■ Zu erledigende Aufgaben:
**a.** Nennen Sie bitte alle Städtenamen, die im Brief an Pfarrer L. vorkommen.
**b.** Führen Sie den Brief an Pfarrer L. im Anschluss an seinen letzten Satz weiter.

■ Vorliegender Text:
* * * * *
Samstag, 23. Juni 2012

Lieber Pfarrer Andrzej L.,



da Sie es nicht vorziehen, mit mir persönlich zu kommunizieren, antworte ich Ihnen auf diesem Weg:

Nein, Sie gelten nicht als vorbestraft. Und Ihr Führungszeugnis ist so rein wie Ihr Herz.  Da die Bestrafung in Ihrem Fall nicht mehr als 90 Tagessätze betrug, taucht somit – dank der Gesetzgebung – auch kein Eintrag im Führungszeugnis auf.  Deswegen hatte das Gemeinschaftsklinikum  Kemperhof Koblenz – St. Elisabeth Mayen gGmbH ja auch keine Bedenken, Sie als Seelsorger einzusetzen.  Wäre das Klinikum nämlich über Ihre Vergangenheit informiert gewesen, wäre es laut eigenen Angaben „zu keinem Zeitpunkt“ zu einem Einsatz von Ihnen gekommen. Verständlicherweise.

In Ihrem Besitz befand sich „lediglich“ kinderpornografisches Material. Und die Kinder, die darauf zu sehen war, haben bestimmt alle geschrieen: „Bitte, bitte, ich möchte auch auf das Bildmaterial, auf dem sich später ein katholischer Pfarrer aus dem Bistum Trier aufgeilen wird“.  „Und das Bildmaterial, das von uns erstellt wird,  ist dann auch bestimmt der Anfang einer ganz großen Karriere. Irgendwann  wird dann vor laufender Kamera gefilmt werden, was so ein Priester noch alles mit uns machen kann. Ja! Wir machen das hier alles freiwillig und  liebend gerne! Unsere Rechte werden in keinster Weise eingeschränkt, unser Körper bleibt unversehrt – ebenso wie unsere kleine Kinderseelen. Wir finden es einfach nur klasse, was hier geschieht. Wir posieren hier erst einmal ein wenig herum. Ok. Seltsam mag es schon aussehen, die Verrenkungen, die wir machen müssen. Aber das ist das beste Bildmaterial – so sagt man uns zumindest“. Und wenn es manchmal ein wenig weh tut, dann ist das eben so. Das gehört dann scheinbar dazu , wenn man berühmt werden möchte. 
Bitte verzeihen Sie, dass unsereiner immer noch den „Fall Pascal“ vor Augen hat.  Damals berichtete ein Angeklagter auch über Kinderpornos. Die Leiche von Pascal wurde bis heute nicht gefunden.

Lieber Herr Pfarrer L.

Ich habe keinerlei Probleme damit, die Verlinkung zu der Seite des Bistums zu entfernen.
* * * * *
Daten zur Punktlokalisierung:
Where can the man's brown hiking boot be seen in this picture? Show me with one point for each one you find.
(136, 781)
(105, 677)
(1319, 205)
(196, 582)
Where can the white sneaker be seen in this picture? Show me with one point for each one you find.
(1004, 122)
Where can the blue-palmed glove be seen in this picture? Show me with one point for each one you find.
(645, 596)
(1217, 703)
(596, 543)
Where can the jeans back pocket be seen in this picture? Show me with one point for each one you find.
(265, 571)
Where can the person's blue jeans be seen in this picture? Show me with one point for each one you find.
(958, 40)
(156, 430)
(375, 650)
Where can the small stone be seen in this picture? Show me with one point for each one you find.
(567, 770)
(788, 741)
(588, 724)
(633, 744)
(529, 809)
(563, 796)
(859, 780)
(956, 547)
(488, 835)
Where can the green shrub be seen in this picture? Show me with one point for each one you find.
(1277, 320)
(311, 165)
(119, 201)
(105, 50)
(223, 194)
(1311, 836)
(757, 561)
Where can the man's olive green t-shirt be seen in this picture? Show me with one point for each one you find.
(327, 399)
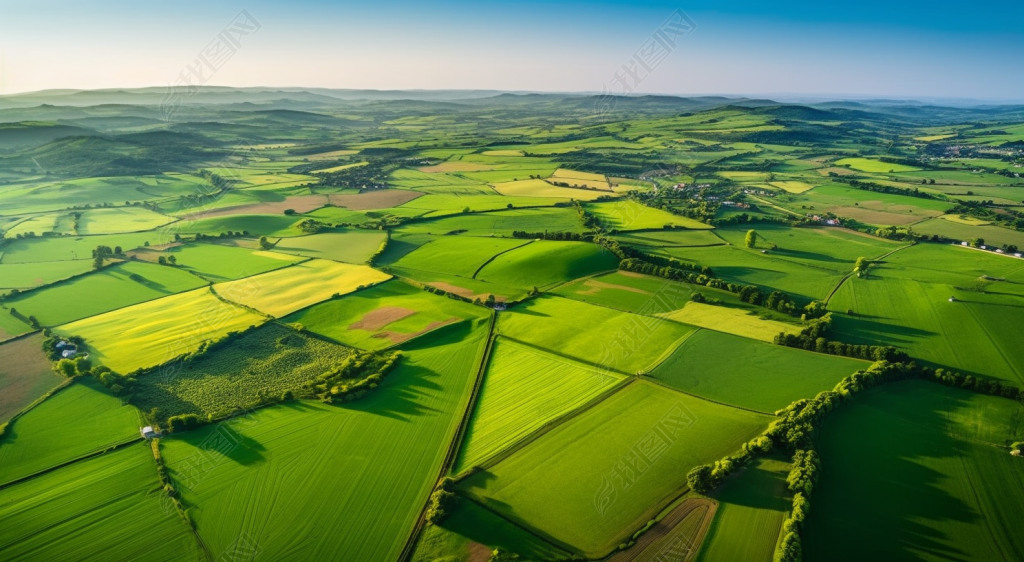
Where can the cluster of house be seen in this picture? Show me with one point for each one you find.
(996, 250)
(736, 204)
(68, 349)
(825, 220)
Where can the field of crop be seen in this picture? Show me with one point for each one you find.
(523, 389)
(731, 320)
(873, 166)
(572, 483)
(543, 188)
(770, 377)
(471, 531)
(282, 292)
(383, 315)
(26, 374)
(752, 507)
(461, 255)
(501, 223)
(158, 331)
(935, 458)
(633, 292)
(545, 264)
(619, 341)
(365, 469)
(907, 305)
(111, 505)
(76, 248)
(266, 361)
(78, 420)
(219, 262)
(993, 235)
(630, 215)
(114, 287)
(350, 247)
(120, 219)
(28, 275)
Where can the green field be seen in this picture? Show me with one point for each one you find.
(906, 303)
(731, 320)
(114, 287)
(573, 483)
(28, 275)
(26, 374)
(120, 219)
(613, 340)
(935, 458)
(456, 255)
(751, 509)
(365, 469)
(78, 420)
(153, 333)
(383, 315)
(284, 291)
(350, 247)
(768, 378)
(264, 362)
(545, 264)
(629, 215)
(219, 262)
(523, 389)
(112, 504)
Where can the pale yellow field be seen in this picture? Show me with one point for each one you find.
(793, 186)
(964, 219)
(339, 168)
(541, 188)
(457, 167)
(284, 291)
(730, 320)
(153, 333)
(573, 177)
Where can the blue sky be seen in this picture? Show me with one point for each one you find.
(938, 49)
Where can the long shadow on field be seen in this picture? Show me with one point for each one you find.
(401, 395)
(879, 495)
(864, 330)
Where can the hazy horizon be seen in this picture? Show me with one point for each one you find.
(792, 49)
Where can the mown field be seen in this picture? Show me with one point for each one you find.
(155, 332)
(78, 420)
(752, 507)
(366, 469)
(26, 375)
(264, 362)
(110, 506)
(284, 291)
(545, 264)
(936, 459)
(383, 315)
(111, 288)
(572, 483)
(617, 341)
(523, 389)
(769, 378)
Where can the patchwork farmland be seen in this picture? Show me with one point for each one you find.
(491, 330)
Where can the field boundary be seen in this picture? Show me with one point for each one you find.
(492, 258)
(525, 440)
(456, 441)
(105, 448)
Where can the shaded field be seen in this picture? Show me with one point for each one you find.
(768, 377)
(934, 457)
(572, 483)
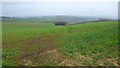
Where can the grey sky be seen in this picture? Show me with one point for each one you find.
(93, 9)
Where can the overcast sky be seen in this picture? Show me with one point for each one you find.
* * * * *
■ Lösungen der Übung:
**a.** Koblenz, Mayen, Trier

**b.**
Das Ziel war es auch nicht, ihren Namen öffentlich zu machen, sondern die Vorgehensweise des Bistums Trier offenzulegen und zu demonstrieren, dass man mit der „Entpflichtung“ eines Pfarrers keine allzu hohen Erwartungen verknüpfen sollte, wenn dieser Monate später – wie es leider im Bistum Trier – Praxis ist, in der Krankenhausseelsorge als Pfarrer eingesetzt wird.  Dies betrifft natürlich nicht nur Sie, sondern auch Ihre Kollegen.
Opfer und Betroffene müssen somit auch davon ausgehen, dass Klaus K., Michael Ver., Christoph W., Stephan M., Harald W. etc. etc.  bald wieder auftauchen, „Sakramente spenden“ und erneut Kontakt zu Kindern und Jugendlichen haben.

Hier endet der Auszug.